### Seçilmiş bölüm
11 Mayıs 2016 Çarşamba

III - TARİHSEL ÇERÇEVE - HİNDİSTAN, ÇİN ve JAPONYA'DA EMPERYALİZM ÖRNEKLERİ



 Emperyalizmin genel boyutlarına değindiğim bir önceki yazımda Avrupa güçlerinin Afrika ülkelerini yağmalamalarının bazı örneklerini vermiştim. Afrika ülkeleri yönetim, bilim-teknoloji ve özellikle askeri yetenekler gibi konularda Avrupalılardan çok “geriydi”. Bu nedenle Avrupalılar hemen-hemen hiçbir direnişle karşılaşmadan kıtanın içlerine ilerleyebildiler. Buna karşılık Asya’da durum oldukça farklı gelişti. Öncelikle hiç de “modern” olmasa da Hindistan, Çin ve Japonya’da güçlü yönetim sitemleri ve önemli ve köklü uygarlıklar vardı. Hem Avrupalıların yöntemleri hem de bu ülkelerin tepkileri Afrika’da görülenlerden çok farklı oldu.

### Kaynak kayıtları

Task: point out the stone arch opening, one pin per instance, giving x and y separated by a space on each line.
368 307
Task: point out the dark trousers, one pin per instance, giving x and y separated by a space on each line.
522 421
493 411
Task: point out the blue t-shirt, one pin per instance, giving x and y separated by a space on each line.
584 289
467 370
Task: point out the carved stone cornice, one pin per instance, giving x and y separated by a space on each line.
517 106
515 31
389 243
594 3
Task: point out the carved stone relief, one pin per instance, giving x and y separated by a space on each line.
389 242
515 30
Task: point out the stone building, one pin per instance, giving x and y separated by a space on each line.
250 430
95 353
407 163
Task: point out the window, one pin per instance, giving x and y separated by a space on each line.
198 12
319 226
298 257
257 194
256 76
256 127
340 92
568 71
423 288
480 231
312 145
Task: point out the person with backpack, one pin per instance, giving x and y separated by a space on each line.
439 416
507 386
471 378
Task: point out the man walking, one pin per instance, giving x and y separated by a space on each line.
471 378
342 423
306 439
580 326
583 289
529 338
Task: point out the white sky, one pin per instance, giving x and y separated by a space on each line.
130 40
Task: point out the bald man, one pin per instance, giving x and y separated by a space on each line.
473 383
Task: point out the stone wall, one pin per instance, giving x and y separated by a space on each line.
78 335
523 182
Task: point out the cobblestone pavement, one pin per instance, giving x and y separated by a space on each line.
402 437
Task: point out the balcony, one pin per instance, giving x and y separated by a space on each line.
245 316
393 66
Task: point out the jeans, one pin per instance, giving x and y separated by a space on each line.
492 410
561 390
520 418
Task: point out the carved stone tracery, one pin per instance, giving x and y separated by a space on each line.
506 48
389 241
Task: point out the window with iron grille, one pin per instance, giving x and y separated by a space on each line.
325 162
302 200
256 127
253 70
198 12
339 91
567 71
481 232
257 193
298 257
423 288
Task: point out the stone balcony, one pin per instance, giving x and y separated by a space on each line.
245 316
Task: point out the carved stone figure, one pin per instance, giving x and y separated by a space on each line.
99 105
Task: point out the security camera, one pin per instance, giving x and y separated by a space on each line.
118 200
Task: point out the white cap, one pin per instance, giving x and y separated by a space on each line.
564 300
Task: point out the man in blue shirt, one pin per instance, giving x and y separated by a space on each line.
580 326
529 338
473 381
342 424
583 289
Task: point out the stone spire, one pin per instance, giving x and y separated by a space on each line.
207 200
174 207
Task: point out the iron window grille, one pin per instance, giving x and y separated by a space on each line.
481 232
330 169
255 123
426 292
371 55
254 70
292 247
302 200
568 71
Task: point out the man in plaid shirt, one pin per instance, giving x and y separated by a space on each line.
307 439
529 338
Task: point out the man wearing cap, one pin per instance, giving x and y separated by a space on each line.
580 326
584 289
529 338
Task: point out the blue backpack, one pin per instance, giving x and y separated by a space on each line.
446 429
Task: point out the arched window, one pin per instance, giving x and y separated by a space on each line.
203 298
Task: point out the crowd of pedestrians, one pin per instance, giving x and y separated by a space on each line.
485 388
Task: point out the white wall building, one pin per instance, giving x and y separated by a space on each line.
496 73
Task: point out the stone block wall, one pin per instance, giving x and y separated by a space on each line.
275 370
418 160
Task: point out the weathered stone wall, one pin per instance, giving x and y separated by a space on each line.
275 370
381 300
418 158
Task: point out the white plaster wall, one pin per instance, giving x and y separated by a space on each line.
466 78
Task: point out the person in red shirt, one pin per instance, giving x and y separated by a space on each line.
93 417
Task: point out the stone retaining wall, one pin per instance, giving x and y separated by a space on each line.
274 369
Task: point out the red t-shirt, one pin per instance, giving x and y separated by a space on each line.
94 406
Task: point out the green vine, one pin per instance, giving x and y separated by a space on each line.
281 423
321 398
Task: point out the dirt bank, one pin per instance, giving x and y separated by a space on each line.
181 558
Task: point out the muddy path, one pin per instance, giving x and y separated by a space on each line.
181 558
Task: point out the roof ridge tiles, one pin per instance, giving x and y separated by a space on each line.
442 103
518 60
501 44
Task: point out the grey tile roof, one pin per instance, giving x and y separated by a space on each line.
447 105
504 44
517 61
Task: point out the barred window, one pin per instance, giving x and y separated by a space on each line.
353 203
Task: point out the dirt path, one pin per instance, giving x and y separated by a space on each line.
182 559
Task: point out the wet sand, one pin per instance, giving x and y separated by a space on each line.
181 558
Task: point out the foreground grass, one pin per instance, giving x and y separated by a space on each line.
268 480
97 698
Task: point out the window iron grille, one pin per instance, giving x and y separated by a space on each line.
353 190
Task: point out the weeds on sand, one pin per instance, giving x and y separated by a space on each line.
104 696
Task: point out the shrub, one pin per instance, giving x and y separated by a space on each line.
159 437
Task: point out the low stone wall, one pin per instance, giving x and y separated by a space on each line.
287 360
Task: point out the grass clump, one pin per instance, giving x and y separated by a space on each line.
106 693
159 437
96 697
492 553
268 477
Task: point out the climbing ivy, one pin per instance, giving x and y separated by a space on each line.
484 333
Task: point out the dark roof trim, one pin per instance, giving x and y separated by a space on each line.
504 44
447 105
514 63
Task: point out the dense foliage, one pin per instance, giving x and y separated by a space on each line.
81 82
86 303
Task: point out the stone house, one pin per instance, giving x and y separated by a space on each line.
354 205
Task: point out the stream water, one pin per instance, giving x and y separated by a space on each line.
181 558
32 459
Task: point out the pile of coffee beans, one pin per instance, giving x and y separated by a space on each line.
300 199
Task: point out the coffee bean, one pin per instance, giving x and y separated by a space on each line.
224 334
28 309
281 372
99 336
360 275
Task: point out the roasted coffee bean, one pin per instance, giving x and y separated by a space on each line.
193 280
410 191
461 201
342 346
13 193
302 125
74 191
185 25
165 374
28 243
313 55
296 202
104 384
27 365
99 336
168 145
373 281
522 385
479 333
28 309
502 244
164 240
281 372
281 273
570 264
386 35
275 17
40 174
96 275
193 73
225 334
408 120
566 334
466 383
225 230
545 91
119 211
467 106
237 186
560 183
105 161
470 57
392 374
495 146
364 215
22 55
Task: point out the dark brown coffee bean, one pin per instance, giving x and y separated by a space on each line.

### Görev listesi
a - Asya'daki emperyalizm yazısında "Emperyalizmin genel boyutlarına" sözlerinden "çok farklı oldu." sözlerine kadar olan kısmı hiç değiştirmeden yazıya geçirin.
b - Asya'daki emperyalizm yazısını bıraktığı yerden devam ettirip bir sonraki bölümünü tamamlayın.

### Görev yanıtları
a -
Emperyalizmin genel boyutlarına değindiğim bir önceki yazımda Avrupa güçlerinin Afrika ülkelerini yağmalamalarının bazı örneklerini vermiştim. Afrika ülkeleri yönetim, bilim-teknoloji ve özellikle askeri yetenekler gibi konularda Avrupalılardan çok “geriydi”. Bu nedenle Avrupalılar hemen-hemen hiçbir direnişle karşılaşmadan kıtanın içlerine ilerleyebildiler. Buna karşılık Asya’da durum oldukça farklı gelişti. Öncelikle hiç de “modern” olmasa da Hindistan, Çin ve Japonya’da güçlü yönetim sitemleri ve önemli ve köklü uygarlıklar vardı. Hem Avrupalıların yöntemleri hem de bu ülkelerin tepkileri Afrika’da görülenlerden çok farklı oldu.

b -
Genel olarak Batılılar Güney ve Doğu Asya’ya denizlerden gelerek özellikle kıyı bölgelerinde ticaret üsleri kurmak istediler, - en azından başlangıçta - ülkelerin içlerine doğru ilerlemekten çekindiler. Kara gücü ile kapsamlı bir “işgal” yerine “savaş gemisi diplomasisi - gunboat diplomacy” diye tanımladıkları yaklaşımla savaş gemileri ile kıyı kentlerini korkutarak, gerekirse topa tutarak ve limanları ablukaya alarak, karaya çıkarttıkları küçük keşif ve çıkartma birlikleri ile egemenlik sağladıklarını görüyoruz.

Avrupalılar zamansal öncelik olarak Atlantik’in Batı yakasına, ardından Afrika’ya, Hint Okyanusuna, ardından Güney-doğu Asya’nın zenginliklerine yöneldiler. Batılı güçlerin bu yaklaşımlarına Hindistan, Çin ve Japonya’nın tepkileri ise çok farklı oldu.

Hint Yarımadasında Emperyalizm
1400’lerin sonundan başlayarak Portekiz ve Hollandalıların Goa, Diu, Daman ve Bombay gibi kıyı kentlerinde koloniler kurmasının ardından 1600’lerde İngilizler ve özellikle Britanya Doğu Hindistan Şirketi (British East India Company) tüm boyutlarıyla emperyalist sömürüyü başlattı. Hindistan’da egemenlik konusunda Avrupalı güçler açısından Britanya yalnızca Fransa ile çatıştı. Bu çatışma da Britanya’nın zaferi ile sona erdi (1763).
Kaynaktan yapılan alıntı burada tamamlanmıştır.